> **WHAT IS EXPECTED**: Find every line in the data that contains the word "jacket". Return each of those lines.

════════════════════

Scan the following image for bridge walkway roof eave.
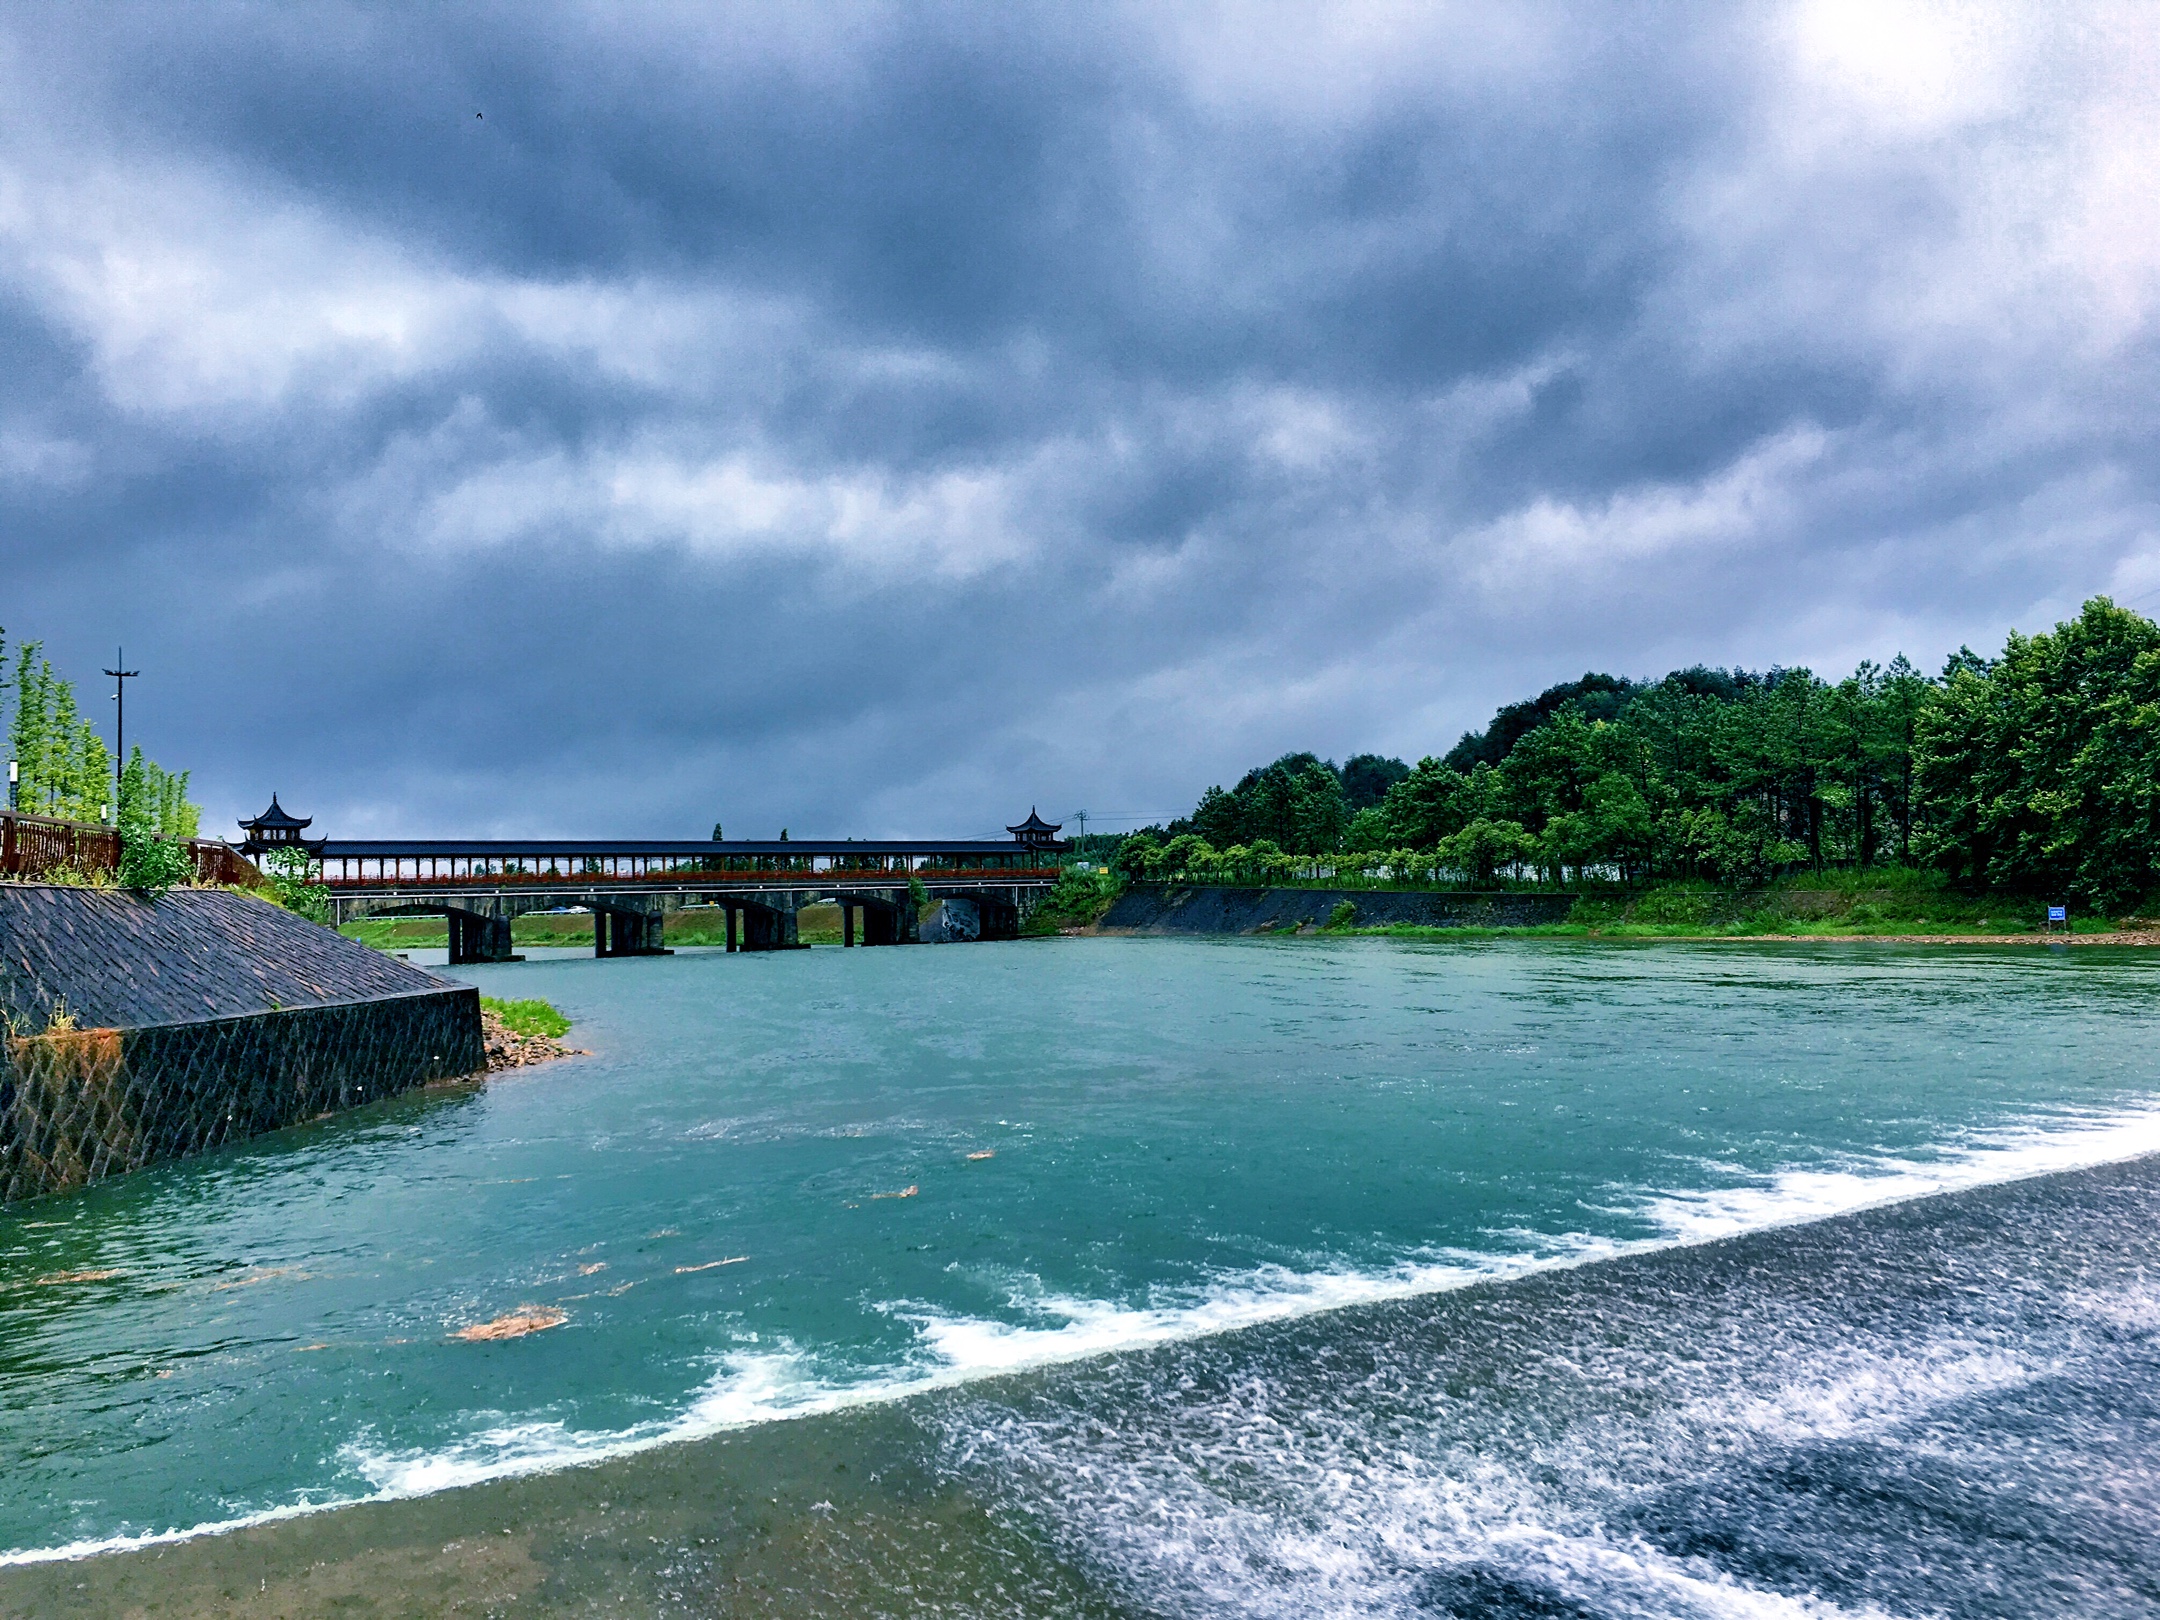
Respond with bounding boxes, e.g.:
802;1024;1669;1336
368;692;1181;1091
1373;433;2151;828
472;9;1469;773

════════════════════

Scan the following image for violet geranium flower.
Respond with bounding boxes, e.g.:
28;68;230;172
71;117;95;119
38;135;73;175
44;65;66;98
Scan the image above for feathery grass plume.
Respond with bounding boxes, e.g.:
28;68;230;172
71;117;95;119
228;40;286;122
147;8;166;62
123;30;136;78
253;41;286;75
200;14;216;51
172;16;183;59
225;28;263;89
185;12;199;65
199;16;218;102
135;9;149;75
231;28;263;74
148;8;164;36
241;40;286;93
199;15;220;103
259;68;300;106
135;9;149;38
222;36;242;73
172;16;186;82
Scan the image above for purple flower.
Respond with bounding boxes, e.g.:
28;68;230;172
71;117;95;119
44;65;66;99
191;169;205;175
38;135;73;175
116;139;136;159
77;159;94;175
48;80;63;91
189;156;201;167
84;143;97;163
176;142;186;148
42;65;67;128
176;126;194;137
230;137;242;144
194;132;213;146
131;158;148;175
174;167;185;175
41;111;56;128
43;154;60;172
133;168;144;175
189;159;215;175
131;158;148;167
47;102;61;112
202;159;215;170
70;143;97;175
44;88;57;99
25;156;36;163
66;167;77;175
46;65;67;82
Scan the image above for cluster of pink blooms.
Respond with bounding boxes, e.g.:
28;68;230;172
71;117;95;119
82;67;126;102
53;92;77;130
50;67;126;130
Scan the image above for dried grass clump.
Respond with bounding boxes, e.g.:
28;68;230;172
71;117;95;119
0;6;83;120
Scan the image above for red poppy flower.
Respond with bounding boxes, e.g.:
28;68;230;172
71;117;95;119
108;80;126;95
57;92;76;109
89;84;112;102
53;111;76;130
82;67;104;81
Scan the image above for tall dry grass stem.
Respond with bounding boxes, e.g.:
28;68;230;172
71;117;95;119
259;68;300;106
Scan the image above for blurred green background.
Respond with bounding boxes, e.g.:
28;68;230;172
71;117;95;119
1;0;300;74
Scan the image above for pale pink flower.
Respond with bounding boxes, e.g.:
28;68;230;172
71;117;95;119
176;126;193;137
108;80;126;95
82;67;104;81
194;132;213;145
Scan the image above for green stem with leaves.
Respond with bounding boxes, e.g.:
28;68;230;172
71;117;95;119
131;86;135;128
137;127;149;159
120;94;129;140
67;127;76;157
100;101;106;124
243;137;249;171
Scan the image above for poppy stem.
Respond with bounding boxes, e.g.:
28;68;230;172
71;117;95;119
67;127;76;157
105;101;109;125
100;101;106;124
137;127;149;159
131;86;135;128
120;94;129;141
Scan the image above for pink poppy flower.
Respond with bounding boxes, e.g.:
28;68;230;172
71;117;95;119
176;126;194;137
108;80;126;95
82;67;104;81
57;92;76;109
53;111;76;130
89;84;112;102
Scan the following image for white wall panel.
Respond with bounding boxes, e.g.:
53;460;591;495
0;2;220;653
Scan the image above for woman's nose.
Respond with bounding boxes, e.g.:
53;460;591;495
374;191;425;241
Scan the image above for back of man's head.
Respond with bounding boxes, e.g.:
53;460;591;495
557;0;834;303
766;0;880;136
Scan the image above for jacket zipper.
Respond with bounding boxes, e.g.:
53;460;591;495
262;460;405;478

════════════════════

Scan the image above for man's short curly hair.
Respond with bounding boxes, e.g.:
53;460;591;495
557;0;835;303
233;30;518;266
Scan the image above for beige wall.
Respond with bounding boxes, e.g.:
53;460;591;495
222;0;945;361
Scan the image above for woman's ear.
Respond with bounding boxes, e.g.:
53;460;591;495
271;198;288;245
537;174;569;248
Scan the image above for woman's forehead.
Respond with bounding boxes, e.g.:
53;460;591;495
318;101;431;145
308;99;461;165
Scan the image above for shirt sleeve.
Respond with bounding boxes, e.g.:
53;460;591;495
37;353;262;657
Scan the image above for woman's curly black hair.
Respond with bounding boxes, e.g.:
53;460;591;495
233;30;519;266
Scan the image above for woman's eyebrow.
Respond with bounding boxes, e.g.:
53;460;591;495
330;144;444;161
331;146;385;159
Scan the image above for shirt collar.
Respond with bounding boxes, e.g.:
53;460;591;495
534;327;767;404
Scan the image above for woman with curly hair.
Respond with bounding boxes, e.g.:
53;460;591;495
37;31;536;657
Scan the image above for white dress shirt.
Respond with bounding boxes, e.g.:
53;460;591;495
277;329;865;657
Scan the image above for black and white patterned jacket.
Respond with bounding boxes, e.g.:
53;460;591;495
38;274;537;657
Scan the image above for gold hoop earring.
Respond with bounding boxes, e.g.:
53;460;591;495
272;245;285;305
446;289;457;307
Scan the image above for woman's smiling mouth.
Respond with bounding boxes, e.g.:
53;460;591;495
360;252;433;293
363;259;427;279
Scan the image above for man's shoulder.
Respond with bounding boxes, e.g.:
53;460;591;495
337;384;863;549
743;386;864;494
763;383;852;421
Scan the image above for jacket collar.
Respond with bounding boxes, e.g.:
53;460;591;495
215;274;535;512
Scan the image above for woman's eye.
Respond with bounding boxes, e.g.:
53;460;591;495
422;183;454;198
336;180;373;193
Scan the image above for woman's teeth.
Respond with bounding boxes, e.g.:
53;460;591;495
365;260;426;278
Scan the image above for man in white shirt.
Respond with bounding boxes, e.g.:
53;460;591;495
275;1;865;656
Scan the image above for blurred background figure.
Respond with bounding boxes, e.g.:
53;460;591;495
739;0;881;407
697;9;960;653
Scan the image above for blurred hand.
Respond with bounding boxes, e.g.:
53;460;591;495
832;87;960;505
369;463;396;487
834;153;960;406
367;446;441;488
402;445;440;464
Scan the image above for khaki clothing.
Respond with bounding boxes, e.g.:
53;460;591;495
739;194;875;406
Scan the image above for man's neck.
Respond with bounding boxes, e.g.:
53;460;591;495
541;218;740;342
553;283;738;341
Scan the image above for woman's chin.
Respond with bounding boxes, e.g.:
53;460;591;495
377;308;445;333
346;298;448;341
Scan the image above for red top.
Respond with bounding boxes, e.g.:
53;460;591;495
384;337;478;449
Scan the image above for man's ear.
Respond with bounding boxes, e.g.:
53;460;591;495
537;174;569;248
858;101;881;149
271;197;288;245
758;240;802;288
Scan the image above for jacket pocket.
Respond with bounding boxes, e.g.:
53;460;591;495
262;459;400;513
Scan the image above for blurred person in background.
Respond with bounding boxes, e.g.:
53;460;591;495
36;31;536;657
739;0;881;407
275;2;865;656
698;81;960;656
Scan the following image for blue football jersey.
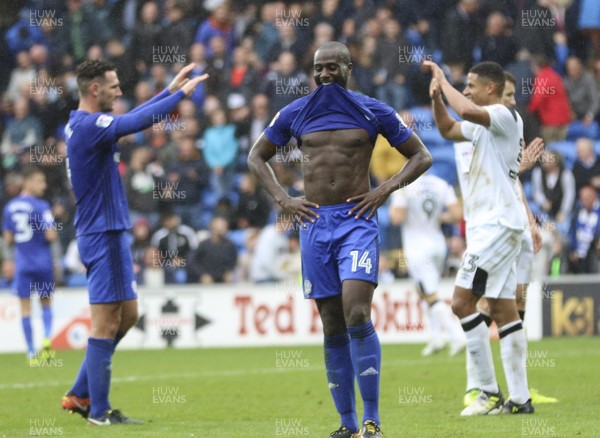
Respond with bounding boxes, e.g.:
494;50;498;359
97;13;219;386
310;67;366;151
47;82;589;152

════════════════════

> **EXPECTED OUTPUT**:
Scan the image above for jacket zipper.
Scan the image above for black and white patterned jacket.
Scan the image above for jacket collar.
Scan the image above for jacket pocket.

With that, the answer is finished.